> **Text segment**
========================================

The recent wave of mistakes in court filings has exposed how fallible both generative tools and human review can be. Lawyers at prominent firms submitted motions citing cases that did not exist, a Stanford professor filed sworn testimony containing hallucinations, and judges have been forced to reprimand parties or withdraw orders after errors surfaced. At the same time, many on the bench are trying out Artificial Intelligence themselves, hoping to unclog backlogs by delegating rote work such as summarizing materials, creating timelines, and drafting routine orders.
Those early experiments have produced a split portrait. Some judges, like Xavier Rodriguez of the Western District of Texas, view certain tasks as low risk and appropriate for tool assistance. Rodriguez uses generative models to extract key players, assemble timelines, and generate hearing questions, saying these uses do not supplant judgment and are easy to check. Others and scholars warn the line between safe and unsafe delegation shifts with the task and the judge. Researcher Erin Solovey notes that a plausible-sounding summary or timeline from a model can be factually wrong, and that training and audience differences among models magnify the danger.

========================================

> **Source material**
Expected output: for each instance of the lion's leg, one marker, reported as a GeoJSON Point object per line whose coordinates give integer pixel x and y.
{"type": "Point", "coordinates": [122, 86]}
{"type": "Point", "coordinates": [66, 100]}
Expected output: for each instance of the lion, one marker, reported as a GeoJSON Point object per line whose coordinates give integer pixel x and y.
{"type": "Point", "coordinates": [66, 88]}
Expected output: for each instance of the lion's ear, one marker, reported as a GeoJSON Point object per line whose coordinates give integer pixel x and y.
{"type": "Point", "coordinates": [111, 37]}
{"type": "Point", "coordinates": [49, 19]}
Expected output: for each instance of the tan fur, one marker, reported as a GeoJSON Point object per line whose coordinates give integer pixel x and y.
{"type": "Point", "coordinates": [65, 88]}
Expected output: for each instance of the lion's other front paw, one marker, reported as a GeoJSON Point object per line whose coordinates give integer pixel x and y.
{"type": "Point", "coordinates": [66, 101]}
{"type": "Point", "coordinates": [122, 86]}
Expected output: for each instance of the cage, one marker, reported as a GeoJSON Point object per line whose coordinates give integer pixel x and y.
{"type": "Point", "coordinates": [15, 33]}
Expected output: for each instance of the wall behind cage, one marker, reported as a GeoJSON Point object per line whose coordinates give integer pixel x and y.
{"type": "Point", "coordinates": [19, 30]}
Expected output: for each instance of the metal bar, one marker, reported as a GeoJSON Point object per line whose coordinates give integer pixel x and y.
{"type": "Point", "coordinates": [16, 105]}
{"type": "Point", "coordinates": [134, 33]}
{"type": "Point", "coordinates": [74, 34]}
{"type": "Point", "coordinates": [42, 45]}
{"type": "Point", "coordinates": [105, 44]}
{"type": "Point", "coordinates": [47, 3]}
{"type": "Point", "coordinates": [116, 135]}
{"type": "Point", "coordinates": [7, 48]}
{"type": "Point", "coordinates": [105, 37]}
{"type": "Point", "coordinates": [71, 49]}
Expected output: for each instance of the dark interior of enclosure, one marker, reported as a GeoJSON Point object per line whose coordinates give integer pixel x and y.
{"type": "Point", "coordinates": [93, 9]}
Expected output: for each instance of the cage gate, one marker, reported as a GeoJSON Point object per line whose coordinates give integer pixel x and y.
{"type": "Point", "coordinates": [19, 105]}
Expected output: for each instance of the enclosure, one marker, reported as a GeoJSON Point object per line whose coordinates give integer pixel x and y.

========================================

> **Brief A**
In the passage on AI in the courts, take the part that opens with the words containing "The recent wave" and closes with "drafting routine orders.", and swap "backlogs" for "caseloads".
> **Brief B**
Answer from the passage on AI in the courts:
(i) Which district is Xavier Rodriguez from?
(ii) What did a Stanford professor file that contained hallucinations?
(iii) Which researcher notes that a plausible-sounding summary or timeline from a model can be factually wrong?
> **Brief C**
Go on with the passage on AI in the courts from its last sentence.
The data play no part in what follows and can be ignored.

> **Response box A**
The recent wave of mistakes in court filings has exposed how fallible both generative tools and human review can be. Lawyers at prominent firms submitted motions citing cases that did not exist, a Stanford professor filed sworn testimony containing hallucinations, and judges have been forced to reprimand parties or withdraw orders after errors surfaced. At the same time, many on the bench are trying out Artificial Intelligence themselves, hoping to unclog caseloads by delegating rote work such as summarizing materials, creating timelines, and drafting routine orders.

> **Response box B**
(i) The Western District of Texas
(ii) Sworn testimony
(iii) Erin Solovey

> **Response box C**
Practical guidance has started to emerge. A set of principles published by the Sedona Conference suggested a menu of potentially safe uses while stressing verification and noting that ´no known GenAI tools have fully resolved the hallucination problem.´ Magistrate judge Allison Goddard experiments with ChatGPT, Claude, and other models as a thought partner, and she encourages clerk use of tools that do not train on user conversations. Still, she relies on established legal databases for law-specific tasks and avoids using general models for criminal matters where bias could skew outcomes.
Not all voices are reassured. Judge Scott Schlegel of the fifth circuit warns that judicial reliance on flawed outputs could produce a ´crisis waiting to happen,´ since judges cannot easily rescind law once issued. Recent incidents include a Georgia appellate order that relied on made-up cases, a withdrawn opinion in New Jersey, and a Mississippi judge who reissued a decision without explaining the errors. The debate now centers on governance: how to harness time-saving benefits for narrow, monitored tasks while protecting core judicial decision making and maintaining public confidence in the courts.